Activity :: An exact transcript of all the records is required, with nothing left out.

Natural-language object grounding data
>>>

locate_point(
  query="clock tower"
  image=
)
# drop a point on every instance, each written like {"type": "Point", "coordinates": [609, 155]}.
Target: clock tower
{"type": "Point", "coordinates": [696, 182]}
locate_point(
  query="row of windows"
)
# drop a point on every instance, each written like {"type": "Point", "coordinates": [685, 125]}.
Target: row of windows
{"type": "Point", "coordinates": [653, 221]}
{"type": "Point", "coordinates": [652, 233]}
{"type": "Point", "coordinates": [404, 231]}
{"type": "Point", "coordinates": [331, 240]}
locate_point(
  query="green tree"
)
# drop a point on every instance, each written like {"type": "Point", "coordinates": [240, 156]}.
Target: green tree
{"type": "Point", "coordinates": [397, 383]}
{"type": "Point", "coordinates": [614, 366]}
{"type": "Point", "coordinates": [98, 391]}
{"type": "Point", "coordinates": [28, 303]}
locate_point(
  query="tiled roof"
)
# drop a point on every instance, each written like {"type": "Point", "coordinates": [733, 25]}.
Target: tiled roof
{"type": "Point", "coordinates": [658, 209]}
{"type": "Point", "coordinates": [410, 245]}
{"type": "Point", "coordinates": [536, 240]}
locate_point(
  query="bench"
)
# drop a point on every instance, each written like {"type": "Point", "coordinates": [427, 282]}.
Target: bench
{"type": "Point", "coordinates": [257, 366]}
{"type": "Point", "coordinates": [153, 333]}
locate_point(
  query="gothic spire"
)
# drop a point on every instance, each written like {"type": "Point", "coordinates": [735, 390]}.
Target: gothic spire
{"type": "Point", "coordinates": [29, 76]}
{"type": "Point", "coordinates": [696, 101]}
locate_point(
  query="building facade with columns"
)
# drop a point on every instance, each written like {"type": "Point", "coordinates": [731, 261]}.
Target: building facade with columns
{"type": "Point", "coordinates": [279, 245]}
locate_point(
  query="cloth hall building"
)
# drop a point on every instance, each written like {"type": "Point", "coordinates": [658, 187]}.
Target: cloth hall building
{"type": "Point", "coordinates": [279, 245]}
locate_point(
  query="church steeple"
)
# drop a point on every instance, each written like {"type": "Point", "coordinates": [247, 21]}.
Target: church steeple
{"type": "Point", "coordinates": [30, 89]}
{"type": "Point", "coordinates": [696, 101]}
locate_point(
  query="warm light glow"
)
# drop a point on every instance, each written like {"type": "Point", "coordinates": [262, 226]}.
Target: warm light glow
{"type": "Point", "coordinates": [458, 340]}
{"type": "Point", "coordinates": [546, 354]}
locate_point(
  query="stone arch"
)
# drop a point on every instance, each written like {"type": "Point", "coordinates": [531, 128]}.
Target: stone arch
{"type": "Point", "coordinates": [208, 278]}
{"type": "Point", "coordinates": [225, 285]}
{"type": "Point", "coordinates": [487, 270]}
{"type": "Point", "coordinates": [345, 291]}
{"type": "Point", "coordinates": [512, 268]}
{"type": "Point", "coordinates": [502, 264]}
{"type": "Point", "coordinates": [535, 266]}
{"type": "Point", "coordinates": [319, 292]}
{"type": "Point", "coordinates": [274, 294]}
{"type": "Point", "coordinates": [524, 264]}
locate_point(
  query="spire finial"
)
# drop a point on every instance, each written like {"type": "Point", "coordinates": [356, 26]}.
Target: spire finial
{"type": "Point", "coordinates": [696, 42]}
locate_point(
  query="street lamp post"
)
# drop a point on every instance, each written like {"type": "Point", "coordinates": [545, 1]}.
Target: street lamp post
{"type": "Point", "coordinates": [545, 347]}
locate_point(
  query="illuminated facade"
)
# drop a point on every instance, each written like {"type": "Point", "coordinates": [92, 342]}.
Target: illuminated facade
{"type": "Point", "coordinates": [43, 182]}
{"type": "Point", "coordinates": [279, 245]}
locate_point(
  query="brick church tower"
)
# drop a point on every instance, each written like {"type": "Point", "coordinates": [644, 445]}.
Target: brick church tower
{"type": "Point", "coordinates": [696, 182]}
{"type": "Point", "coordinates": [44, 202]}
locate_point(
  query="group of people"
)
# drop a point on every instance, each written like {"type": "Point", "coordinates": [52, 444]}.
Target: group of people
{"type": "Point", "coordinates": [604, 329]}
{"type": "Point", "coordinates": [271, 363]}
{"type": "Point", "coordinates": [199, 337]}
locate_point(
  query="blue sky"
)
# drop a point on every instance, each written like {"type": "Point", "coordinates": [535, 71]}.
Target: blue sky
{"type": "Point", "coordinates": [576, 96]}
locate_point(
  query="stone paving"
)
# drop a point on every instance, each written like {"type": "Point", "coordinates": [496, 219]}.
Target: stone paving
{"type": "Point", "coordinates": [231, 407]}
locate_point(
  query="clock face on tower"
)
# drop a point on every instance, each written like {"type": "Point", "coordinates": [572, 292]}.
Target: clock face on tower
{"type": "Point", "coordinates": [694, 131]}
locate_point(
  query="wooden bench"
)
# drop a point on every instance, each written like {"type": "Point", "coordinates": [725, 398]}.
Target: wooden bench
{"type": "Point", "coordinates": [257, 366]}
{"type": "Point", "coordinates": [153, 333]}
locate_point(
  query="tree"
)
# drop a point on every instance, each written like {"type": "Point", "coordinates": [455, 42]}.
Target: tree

<<<

Solution to this problem ::
locate_point(
  query="clock tower"
  image=
)
# drop a point on every instance, each written like {"type": "Point", "coordinates": [609, 155]}.
Target: clock tower
{"type": "Point", "coordinates": [696, 182]}
locate_point(
  query="row of windows"
)
# drop a point on every instance, each written like {"type": "Point", "coordinates": [685, 125]}.
Target: row of windows
{"type": "Point", "coordinates": [653, 221]}
{"type": "Point", "coordinates": [652, 233]}
{"type": "Point", "coordinates": [404, 231]}
{"type": "Point", "coordinates": [331, 240]}
locate_point(
  query="green tree"
)
# drop a point on every instance, each written like {"type": "Point", "coordinates": [240, 156]}.
Target: green tree
{"type": "Point", "coordinates": [397, 383]}
{"type": "Point", "coordinates": [614, 366]}
{"type": "Point", "coordinates": [98, 391]}
{"type": "Point", "coordinates": [28, 303]}
locate_point(
  query="tiled roof"
)
# drop a point on every instance, each written like {"type": "Point", "coordinates": [733, 25]}.
Target: tiled roof
{"type": "Point", "coordinates": [658, 209]}
{"type": "Point", "coordinates": [410, 245]}
{"type": "Point", "coordinates": [536, 240]}
locate_point(
  query="bench"
)
# drop a point on every instance, each written like {"type": "Point", "coordinates": [427, 282]}.
Target: bench
{"type": "Point", "coordinates": [257, 366]}
{"type": "Point", "coordinates": [153, 333]}
locate_point(
  query="gothic spire"
)
# drop a point on every instance, each written like {"type": "Point", "coordinates": [735, 390]}.
Target: gothic spire
{"type": "Point", "coordinates": [29, 76]}
{"type": "Point", "coordinates": [696, 101]}
locate_point(
  query="building facade with columns"
)
# drop a point on every instance, each written like {"type": "Point", "coordinates": [731, 261]}.
Target: building facade with columns
{"type": "Point", "coordinates": [279, 245]}
locate_point(
  query="cloth hall building"
)
# drop a point on every instance, each written like {"type": "Point", "coordinates": [658, 187]}.
Target: cloth hall building
{"type": "Point", "coordinates": [279, 245]}
locate_point(
  query="church steeple"
)
# drop a point on every instance, each written like {"type": "Point", "coordinates": [247, 21]}.
Target: church steeple
{"type": "Point", "coordinates": [30, 89]}
{"type": "Point", "coordinates": [696, 101]}
locate_point(
  query="warm light glow"
)
# drop a point on every instance, each written like {"type": "Point", "coordinates": [262, 226]}.
Target: warm light glow
{"type": "Point", "coordinates": [458, 340]}
{"type": "Point", "coordinates": [546, 354]}
locate_point(
  query="stone arch"
)
# drop a point on every instance, each written like {"type": "Point", "coordinates": [531, 128]}.
Target: stone arch
{"type": "Point", "coordinates": [208, 278]}
{"type": "Point", "coordinates": [225, 285]}
{"type": "Point", "coordinates": [487, 270]}
{"type": "Point", "coordinates": [345, 291]}
{"type": "Point", "coordinates": [512, 268]}
{"type": "Point", "coordinates": [502, 264]}
{"type": "Point", "coordinates": [535, 266]}
{"type": "Point", "coordinates": [319, 292]}
{"type": "Point", "coordinates": [274, 294]}
{"type": "Point", "coordinates": [524, 264]}
locate_point(
  query="spire finial"
)
# drop a point on every instance, each written like {"type": "Point", "coordinates": [356, 26]}.
Target: spire finial
{"type": "Point", "coordinates": [696, 42]}
locate_point(
  query="street lamp post"
)
# drop a point on every instance, each written like {"type": "Point", "coordinates": [545, 1]}.
Target: street lamp post
{"type": "Point", "coordinates": [545, 347]}
locate_point(
  query="illuminated facade"
)
# drop a point on every instance, each written like {"type": "Point", "coordinates": [92, 342]}.
Target: illuminated facade
{"type": "Point", "coordinates": [43, 182]}
{"type": "Point", "coordinates": [279, 245]}
locate_point(
  query="brick church tower"
)
# drop a point on every instance, each written like {"type": "Point", "coordinates": [644, 445]}.
Target: brick church tower
{"type": "Point", "coordinates": [696, 182]}
{"type": "Point", "coordinates": [44, 202]}
locate_point(
  query="group of people"
)
# drop a point on every instance, each written like {"type": "Point", "coordinates": [52, 444]}.
Target: group of people
{"type": "Point", "coordinates": [604, 329]}
{"type": "Point", "coordinates": [271, 363]}
{"type": "Point", "coordinates": [199, 337]}
locate_point(
  query="blue sky"
)
# drop a point on every instance, each written like {"type": "Point", "coordinates": [535, 71]}.
Target: blue sky
{"type": "Point", "coordinates": [576, 96]}
locate_point(
  query="stone paving"
)
# drop a point on every instance, each written like {"type": "Point", "coordinates": [496, 219]}.
Target: stone paving
{"type": "Point", "coordinates": [231, 407]}
locate_point(
  query="clock face on tower"
)
# drop a point on every instance, each written like {"type": "Point", "coordinates": [572, 292]}.
Target: clock face on tower
{"type": "Point", "coordinates": [694, 131]}
locate_point(
  query="wooden bench"
)
# drop a point on every instance, each written like {"type": "Point", "coordinates": [725, 398]}.
Target: wooden bench
{"type": "Point", "coordinates": [257, 366]}
{"type": "Point", "coordinates": [153, 333]}
locate_point(
  query="tree"
)
# drop a point on every instance, each written like {"type": "Point", "coordinates": [455, 42]}.
Target: tree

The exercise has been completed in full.